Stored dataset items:
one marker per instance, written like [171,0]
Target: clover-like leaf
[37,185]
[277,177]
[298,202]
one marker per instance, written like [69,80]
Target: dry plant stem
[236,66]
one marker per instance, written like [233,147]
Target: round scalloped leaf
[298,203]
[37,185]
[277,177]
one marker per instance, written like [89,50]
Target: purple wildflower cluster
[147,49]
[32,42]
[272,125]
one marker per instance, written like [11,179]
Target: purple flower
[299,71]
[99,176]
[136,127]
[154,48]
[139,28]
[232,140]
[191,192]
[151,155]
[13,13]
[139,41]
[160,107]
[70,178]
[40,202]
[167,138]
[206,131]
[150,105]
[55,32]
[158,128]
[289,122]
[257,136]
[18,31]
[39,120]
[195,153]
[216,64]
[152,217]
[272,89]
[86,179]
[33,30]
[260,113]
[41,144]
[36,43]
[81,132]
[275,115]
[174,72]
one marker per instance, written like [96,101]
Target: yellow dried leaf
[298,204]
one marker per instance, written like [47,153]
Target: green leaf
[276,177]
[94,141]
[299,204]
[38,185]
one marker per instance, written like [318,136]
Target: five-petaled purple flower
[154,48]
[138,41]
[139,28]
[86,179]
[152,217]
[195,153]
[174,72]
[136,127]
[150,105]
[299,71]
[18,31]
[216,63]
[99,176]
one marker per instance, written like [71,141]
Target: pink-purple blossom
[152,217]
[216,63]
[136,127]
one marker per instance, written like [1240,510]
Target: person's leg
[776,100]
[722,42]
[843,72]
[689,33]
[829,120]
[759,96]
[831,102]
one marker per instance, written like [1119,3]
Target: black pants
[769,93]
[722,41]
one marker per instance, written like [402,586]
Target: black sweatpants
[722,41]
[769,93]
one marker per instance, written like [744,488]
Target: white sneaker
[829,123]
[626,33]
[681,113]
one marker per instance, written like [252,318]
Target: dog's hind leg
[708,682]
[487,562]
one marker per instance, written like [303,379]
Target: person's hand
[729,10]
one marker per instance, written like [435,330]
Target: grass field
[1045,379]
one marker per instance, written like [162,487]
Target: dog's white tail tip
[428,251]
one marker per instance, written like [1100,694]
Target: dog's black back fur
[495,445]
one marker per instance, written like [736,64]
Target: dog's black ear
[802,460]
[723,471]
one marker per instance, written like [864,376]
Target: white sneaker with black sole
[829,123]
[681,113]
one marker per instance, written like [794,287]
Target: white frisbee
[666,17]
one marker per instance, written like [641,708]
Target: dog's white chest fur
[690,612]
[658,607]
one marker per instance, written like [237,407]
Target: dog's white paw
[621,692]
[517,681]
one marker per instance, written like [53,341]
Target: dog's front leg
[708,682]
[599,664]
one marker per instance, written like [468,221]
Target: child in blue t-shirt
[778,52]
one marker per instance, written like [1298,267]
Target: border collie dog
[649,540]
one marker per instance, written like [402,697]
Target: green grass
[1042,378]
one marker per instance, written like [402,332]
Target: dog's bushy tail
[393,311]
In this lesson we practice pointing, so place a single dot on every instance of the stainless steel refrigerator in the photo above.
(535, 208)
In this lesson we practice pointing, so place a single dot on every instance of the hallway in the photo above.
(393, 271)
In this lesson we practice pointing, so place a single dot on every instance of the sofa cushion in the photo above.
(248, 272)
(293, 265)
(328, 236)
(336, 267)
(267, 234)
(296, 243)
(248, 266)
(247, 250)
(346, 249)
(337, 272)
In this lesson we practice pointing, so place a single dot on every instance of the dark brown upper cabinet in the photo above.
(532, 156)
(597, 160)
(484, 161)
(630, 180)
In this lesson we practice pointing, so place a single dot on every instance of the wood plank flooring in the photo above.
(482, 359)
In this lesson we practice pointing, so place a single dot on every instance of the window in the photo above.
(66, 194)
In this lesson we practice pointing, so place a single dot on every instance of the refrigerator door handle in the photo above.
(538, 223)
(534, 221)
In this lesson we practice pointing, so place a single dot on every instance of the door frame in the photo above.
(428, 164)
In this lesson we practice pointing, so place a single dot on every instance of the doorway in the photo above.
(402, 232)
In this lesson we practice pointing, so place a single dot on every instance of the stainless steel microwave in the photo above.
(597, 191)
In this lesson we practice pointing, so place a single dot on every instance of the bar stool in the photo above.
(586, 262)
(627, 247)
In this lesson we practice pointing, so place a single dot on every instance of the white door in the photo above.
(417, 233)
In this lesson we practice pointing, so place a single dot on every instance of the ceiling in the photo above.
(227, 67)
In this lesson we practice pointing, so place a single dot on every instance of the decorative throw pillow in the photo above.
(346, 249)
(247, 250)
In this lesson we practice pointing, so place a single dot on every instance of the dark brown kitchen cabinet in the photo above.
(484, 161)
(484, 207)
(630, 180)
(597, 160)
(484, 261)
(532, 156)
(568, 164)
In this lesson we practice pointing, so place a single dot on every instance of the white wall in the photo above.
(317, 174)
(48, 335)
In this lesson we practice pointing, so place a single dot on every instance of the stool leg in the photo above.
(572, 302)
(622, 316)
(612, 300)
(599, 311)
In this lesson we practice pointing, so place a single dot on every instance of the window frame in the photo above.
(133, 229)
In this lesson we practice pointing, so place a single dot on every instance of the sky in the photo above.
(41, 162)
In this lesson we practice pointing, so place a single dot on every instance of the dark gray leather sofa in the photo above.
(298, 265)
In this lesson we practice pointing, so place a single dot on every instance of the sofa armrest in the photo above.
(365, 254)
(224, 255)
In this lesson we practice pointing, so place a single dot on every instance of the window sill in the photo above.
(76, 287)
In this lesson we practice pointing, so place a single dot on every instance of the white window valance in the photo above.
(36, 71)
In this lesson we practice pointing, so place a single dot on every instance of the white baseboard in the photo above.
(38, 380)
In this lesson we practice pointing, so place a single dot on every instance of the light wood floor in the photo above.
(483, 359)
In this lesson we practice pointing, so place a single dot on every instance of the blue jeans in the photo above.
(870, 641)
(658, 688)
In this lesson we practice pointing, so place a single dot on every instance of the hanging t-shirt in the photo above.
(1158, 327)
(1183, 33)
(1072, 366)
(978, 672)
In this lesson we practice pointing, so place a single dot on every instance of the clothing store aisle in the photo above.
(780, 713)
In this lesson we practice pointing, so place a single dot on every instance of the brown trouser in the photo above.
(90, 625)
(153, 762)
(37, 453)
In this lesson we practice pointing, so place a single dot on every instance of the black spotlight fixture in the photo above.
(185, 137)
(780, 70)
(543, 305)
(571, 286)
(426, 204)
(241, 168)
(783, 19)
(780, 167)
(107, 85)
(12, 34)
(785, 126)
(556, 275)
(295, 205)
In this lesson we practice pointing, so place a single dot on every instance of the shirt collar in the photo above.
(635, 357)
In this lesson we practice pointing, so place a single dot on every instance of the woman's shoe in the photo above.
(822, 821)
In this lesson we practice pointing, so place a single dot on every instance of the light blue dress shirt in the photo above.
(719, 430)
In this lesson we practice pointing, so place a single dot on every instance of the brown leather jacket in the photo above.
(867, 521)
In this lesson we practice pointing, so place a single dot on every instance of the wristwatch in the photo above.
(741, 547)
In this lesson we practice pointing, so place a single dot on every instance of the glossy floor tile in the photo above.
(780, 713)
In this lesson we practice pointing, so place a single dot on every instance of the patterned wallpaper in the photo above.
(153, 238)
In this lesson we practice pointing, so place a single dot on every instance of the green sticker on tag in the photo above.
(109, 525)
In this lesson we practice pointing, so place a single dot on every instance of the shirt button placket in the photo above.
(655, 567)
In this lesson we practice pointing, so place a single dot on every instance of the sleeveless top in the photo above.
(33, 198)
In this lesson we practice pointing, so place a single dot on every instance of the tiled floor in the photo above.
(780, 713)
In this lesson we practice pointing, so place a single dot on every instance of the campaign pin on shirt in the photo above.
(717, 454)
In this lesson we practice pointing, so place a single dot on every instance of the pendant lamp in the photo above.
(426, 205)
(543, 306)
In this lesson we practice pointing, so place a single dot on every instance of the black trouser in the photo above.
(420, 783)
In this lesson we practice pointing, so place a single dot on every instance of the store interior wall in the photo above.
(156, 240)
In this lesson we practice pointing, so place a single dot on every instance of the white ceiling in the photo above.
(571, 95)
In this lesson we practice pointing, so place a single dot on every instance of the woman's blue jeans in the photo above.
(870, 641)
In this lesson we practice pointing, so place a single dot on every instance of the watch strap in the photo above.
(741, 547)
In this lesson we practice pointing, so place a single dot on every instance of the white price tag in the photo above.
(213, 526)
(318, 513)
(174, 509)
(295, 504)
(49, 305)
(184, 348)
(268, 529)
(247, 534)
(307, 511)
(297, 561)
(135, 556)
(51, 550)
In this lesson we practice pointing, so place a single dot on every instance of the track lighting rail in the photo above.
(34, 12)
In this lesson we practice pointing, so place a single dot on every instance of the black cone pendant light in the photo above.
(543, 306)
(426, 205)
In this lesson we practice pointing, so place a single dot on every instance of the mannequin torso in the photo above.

ACTIVITY = Starting at the line that has "one marker per instance, written like [303,379]" and ending at the line that has "one marker per instance, written like [641,708]", please write out the lines above exactly, leaving out all others.

ANSWER =
one marker per instance, written like [303,379]
Target: person's hand
[729,10]
one marker per instance, written like [435,330]
Target: grass field
[1045,379]
one marker per instance, written like [162,487]
Target: dog's white tail tip
[428,251]
one marker per instance, written like [1100,694]
Target: dog's black back fur
[495,445]
one marker per instance, written like [736,64]
Target: dog's black ear
[802,460]
[723,471]
one marker per instance, written like [864,376]
Target: white sneaker with black sole
[829,123]
[681,113]
one marker per instance, written like [794,287]
Target: white frisbee
[666,17]
one marker per instance, written like [641,708]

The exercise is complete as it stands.